[Given exercise A] According to the Mysore travel text, how far is the Nandi from the temple on the ghat road?
[Given exercise B] Copy the records from the line with "Segment shoe sole visible above." to the line with "[243,87,266,119]", including both of those lines.

The temple is very small but peaceful.
We offered our prayers and walked around. You would want to spend the rest of your life simply looking at the clouds fill up the entire space and make way for the next set to come in.
The clouds seemed to go about their every day morning routine quietly, floating away lightly in a world of their own, totally indifferent to all the “wows” of the denser beings !
Our 1 & 1/2 hour was almost up, we need 30 minutes to drive down and so we left the place, our hearts fluttering around like the clouds we were leaving behind.
Kabini Rail Bridge
The drive back to Mysore via Gundlupet, Nanjungad was pleasant as ever and threw up some interesting sights like this one, which we missed in the early morning darkness.
This is the Kabini River Railway Bridge, one of India’s oldest railway bridges. The bridge is probably more than 200 years old and is no longer in use. Indian railways is always a fascinating subject.
Back at Mysore, we stopped by at our friend’s house, freshened up at our hotel room and continued Mysore sight seeing. We began with a visit to the Chamundi Hills, one of Mysore’s must visits. A small ghat road leads up to the hill where the Goddess Chamundeshwari Temple is located. The Goddess is the presiding deity of the Mysore rajas.
There is a statue of Mahishasura at the entrance of the temple complex, the statue is Mysore’s popular icons. 25 years ago, when this writer visited Mysore as a small child, this statue, looked gigantic and was probably one of the most wonderful and scariest things ever seen at that age. Today, Mahishasura looked cute, there was nothing wondrous about the statue, buildings have come up around it and the statue looks like it has shrunk in size. Which is better? The innocent wonders of childhood or the realisation of truth that adulthood brings?
The temple was not crowded, so we had a quick darshan and we also realised that for the second day in a row, we skipped lunch ! We bought laddoos from the temple prasadam counter and had tender coconut water, the coconuts were as big as footballs !
Then, we drove down the ghat road to see the Nandi of Chamundi Hills. Enroute, there are some viewpoints that give you a some amazing bird’s eye views of Mysore.
The Nandi is around 2 kms from the Temple on the ghat road. The statue is huge and looks very similar to the Nandi at Lepakshi.
One can also walk down to the Nandi from the temple, a shorter route but the steps are steep and run into hundreds.
Going in circles in Mysore
With Chamundi Hills ticked off, we were next headed to Mysore’s greatest landmark, the Mysore Palace. The main attraction for us that day was the palace lighting. It was 3 PM and we still had decent amount of time before going to the Mysore Palace. We checked the list of tourist places in Mysore which included the Lalita Mahal palace, Jaganmohan palace, which houses the famous paintings of Raja Ravi Varma, the ever popular Brindavan Gardens and Mysore zoo, one of the best zoos in India. Brindavan Gardens and Mysore zoo are attractive for kids, we had visited them when we were kids ourselves. We gave Lalita Mahal and Jaganmohan palaces a miss because they would take up too much time. We were interested in going to the Karanji Lake, which is also a butterfly sanctuary.

[Given records]
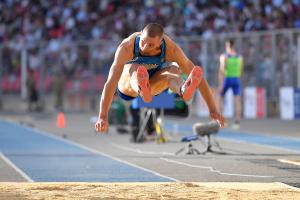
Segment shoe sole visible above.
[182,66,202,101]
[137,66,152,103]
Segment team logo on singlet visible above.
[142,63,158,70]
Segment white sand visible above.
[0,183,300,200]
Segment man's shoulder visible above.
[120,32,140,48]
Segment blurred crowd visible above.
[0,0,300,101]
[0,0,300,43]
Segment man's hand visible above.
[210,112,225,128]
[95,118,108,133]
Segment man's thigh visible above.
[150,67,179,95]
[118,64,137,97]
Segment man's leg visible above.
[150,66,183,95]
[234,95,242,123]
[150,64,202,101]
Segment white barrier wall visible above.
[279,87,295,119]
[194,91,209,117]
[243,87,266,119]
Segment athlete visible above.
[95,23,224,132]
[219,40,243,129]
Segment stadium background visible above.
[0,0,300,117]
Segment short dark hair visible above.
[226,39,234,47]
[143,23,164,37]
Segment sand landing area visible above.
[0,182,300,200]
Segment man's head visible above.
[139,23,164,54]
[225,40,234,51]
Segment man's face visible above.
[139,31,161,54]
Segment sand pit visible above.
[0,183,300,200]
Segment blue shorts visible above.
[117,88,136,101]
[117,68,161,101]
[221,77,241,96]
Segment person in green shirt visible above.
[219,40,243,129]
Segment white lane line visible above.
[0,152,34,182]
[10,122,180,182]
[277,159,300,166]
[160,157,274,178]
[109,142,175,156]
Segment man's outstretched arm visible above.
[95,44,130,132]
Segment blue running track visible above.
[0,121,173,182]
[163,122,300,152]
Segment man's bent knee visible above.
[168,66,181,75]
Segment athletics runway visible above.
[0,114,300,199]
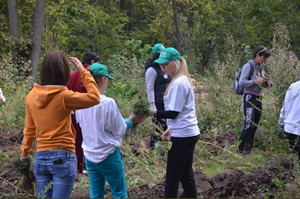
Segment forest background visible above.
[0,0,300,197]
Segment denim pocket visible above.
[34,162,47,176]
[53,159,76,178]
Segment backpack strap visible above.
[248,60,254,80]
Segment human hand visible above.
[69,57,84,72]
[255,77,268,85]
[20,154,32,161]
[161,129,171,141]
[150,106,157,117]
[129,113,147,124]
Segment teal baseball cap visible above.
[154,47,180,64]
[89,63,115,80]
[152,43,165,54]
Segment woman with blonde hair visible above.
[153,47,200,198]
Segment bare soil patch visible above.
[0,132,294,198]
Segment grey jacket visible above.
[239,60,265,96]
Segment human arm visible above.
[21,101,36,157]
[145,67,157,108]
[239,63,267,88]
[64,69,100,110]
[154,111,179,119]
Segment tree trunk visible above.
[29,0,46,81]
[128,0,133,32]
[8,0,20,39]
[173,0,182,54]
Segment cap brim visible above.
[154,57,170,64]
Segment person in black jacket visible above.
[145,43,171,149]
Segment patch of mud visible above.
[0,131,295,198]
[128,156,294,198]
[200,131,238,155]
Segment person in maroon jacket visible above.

---

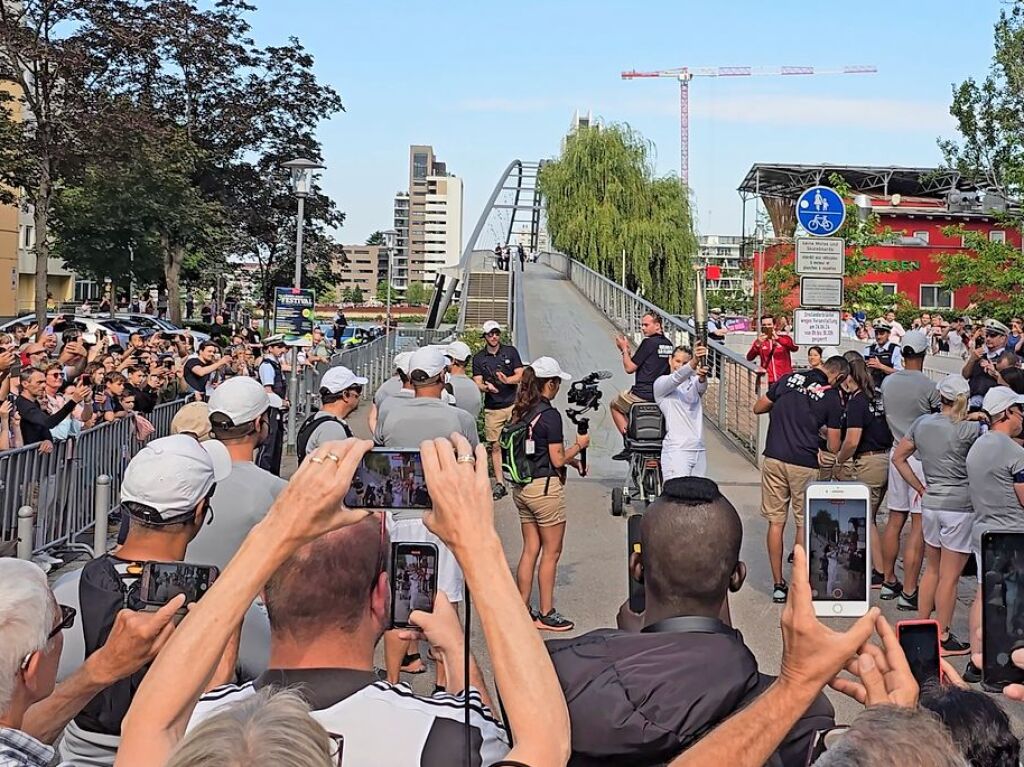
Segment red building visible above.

---

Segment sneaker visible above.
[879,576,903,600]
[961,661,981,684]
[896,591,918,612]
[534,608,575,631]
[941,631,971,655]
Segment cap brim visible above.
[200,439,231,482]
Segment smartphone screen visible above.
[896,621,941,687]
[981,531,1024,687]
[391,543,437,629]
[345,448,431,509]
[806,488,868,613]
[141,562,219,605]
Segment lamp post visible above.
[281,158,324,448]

[Solution A] Around 2 kms.

[Solution B]
Segment shoe sole visible above.
[182,66,202,101]
[137,66,152,103]
Segment team logo on singlet visible above.
[142,63,158,70]
Segment white sand visible above.
[0,183,300,200]
Segment man's shoulder visible above.
[120,32,140,48]
Segment blurred crowd visible above.
[0,0,300,101]
[0,0,300,43]
Segment man's hand visible above.
[210,112,225,128]
[95,118,108,133]
Segment man's thigh visible above.
[150,67,179,95]
[118,64,137,97]
Segment man's leg visible above.
[150,66,183,95]
[234,95,242,123]
[150,64,202,101]
Segment white barrier wall visible above.
[279,87,295,119]
[194,91,209,117]
[243,87,266,119]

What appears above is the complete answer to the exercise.